課題の内容
[a] 看護師の証言をめぐる文章から、「担当看護師はカルテの記述から証言を変遷させている」を含むところで書き始め、「を守る会』の代表世話人です。」のところで止めて、一字も変えずに書き写すこと。
[b] 看護師の証言の変遷を扱う文章を、最後の文の後から書き継ぐこと。

本文抜粋
++++++++++++++++++++
担当看護師はカルテの記述から証言を変遷させている
これについて、被害者参加弁護士の上谷さくら弁護士は「判決は雑な事実認定で驚いている」として、次のように話す。
「カルテにはせん妄に関する記載は一切ない。現場責任者である病棟主治医は『4人部屋で満床の中、そんなことをするわけがない』という理由から、被告人に事実関係を尋ねることすらしていない。しかも、この病棟主治医は、医師が冤罪であると訴える『外科医師を守る会』の代表世話人です。
また、担当看護師がカルテに『術後覚醒良好』と書いていたのを、後から弁護士や病棟のスタッフと話して、自分の認識が誤っていた、実際には半覚醒であったと証言を変遷させている。その他にも複数の変遷があったことから、検察官は担当看護師が『被告人に有利な虚偽供述をする動機もある』と指摘しましたが、判決は証言を変えたことについて『相応に説得的』と判断しました。判決は、この2人の証言の信用性を簡単に認めてしまったのです」
++++++++++++++++++++
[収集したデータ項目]
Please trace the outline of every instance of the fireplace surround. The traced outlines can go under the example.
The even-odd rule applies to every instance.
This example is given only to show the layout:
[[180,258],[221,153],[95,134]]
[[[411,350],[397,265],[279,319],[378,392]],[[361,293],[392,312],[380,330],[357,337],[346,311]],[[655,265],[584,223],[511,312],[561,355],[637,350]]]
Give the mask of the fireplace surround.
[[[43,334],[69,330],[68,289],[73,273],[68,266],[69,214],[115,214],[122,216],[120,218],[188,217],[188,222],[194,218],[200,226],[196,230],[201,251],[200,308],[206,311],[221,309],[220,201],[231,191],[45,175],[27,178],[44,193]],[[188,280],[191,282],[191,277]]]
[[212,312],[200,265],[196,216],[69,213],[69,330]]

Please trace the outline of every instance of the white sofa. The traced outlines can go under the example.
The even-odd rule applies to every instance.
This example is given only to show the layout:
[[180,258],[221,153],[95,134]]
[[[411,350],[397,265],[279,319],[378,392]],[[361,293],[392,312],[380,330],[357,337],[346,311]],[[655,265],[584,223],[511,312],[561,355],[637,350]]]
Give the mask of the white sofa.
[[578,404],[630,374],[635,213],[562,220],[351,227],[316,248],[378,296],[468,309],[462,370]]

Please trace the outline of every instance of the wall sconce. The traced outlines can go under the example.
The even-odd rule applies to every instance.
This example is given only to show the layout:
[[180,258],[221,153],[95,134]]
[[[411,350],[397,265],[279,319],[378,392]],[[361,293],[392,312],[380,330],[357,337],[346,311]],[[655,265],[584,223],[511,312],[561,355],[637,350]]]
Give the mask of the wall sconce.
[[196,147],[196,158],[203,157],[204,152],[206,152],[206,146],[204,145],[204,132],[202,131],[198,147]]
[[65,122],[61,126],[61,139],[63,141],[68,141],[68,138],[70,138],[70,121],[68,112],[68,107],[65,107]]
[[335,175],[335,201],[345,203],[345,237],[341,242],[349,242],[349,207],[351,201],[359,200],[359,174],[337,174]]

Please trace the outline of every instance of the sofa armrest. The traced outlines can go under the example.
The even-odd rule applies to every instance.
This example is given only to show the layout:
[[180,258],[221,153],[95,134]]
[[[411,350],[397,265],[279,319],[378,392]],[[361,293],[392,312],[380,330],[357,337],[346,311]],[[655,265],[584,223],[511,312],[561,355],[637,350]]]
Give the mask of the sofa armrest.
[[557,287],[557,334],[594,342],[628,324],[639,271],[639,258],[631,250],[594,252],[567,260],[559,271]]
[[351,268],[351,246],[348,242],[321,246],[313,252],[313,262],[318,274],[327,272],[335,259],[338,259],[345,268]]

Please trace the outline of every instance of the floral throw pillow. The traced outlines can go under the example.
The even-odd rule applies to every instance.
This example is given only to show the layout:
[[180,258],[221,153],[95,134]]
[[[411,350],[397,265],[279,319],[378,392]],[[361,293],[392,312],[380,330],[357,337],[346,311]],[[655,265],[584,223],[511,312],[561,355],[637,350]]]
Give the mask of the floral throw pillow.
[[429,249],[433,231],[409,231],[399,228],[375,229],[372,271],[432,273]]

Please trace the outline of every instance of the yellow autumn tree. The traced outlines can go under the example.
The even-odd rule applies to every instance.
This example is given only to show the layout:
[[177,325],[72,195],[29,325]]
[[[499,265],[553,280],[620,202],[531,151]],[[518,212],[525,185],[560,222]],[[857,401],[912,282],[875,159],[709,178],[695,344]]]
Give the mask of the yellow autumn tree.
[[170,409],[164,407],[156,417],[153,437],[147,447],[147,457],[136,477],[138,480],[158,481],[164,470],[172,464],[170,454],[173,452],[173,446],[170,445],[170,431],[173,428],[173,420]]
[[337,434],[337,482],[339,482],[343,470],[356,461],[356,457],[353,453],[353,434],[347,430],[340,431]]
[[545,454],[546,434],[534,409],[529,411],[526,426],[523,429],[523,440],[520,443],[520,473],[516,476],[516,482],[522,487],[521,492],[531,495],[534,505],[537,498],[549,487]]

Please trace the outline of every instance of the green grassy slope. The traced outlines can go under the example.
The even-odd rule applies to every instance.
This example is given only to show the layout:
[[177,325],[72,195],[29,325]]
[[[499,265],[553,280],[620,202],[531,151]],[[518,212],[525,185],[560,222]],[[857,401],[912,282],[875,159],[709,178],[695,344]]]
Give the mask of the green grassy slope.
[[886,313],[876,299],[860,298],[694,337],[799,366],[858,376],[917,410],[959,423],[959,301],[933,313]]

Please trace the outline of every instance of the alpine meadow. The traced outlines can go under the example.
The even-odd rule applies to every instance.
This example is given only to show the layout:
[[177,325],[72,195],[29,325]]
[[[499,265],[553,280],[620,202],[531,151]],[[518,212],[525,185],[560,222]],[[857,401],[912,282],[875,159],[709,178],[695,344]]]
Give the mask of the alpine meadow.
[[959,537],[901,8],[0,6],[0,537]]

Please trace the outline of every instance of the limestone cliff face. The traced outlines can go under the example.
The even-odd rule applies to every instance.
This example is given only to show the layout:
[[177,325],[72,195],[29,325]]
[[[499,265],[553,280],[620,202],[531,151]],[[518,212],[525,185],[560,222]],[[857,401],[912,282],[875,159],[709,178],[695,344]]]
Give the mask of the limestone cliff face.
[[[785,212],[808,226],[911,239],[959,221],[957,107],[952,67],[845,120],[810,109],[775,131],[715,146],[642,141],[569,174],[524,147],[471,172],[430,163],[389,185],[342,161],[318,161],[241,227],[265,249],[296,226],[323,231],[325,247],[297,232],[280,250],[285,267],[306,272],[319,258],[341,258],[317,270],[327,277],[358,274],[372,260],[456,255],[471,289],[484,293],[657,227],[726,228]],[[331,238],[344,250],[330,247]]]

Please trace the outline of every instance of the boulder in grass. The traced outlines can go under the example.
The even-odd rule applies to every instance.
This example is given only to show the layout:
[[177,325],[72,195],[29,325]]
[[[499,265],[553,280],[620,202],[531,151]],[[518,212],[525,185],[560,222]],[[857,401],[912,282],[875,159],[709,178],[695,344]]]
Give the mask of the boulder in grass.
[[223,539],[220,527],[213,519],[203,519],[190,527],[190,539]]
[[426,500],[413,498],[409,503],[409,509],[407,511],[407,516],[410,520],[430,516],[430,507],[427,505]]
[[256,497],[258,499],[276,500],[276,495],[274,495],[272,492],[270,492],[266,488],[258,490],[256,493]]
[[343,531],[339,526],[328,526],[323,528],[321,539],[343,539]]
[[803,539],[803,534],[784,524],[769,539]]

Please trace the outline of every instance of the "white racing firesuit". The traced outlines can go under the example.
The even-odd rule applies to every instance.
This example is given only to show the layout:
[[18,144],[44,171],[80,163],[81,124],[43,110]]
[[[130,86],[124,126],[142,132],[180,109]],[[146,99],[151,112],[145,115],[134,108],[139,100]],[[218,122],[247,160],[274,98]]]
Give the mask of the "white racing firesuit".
++++++++++++++++++++
課題ごとの回答
[a]
担当看護師はカルテの記述から証言を変遷させている
これについて、被害者参加弁護士の上谷さくら弁護士は「判決は雑な事実認定で驚いている」として、次のように話す。
「カルテにはせん妄に関する記載は一切ない。現場責任者である病棟主治医は『4人部屋で満床の中、そんなことをするわけがない』という理由から、被告人に事実関係を尋ねることすらしていない。しかも、この病棟主治医は、医師が冤罪であると訴える『外科医師を守る会』の代表世話人です。

[b]
警察の手入れが入る前に彼女の写真だけ削除
警察や検察が事件性を確信した背景には、こんな事情もあるという。
「医療行為として、患者の胸部を写真撮影することは当然あり得るが、A子さんの場合だけ、顔を含めた上半身裸の写真を正面から何枚も撮っている。しかも、警察の手入れが入る前に彼女の写真だけが削除されていた。それは復元して明らかになっているが、A子さんに対して性的関心を持っていた状況証拠の一つとも考えられる」(捜査関係者)
この点について、別の大学病院に勤務するある男性医師は、「患者の承諾を得ずに顔の入った裸の写真を撮ることなど、絶対に許されない」と憤る。
被害者のA子さんは控訴にあたり、次のようなコメントを出した。
「私は、被告人から胸を舐められ、すぐに警察を呼んでもらい、DNAを採取してもらいました。そこから被告人のDNAが大量に出たので、警察は被告人を逮捕し、検察は起訴しました。ところが、私は後から病院側の主張により、せん妄の可能性があるということで、無罪判決になってしまいました。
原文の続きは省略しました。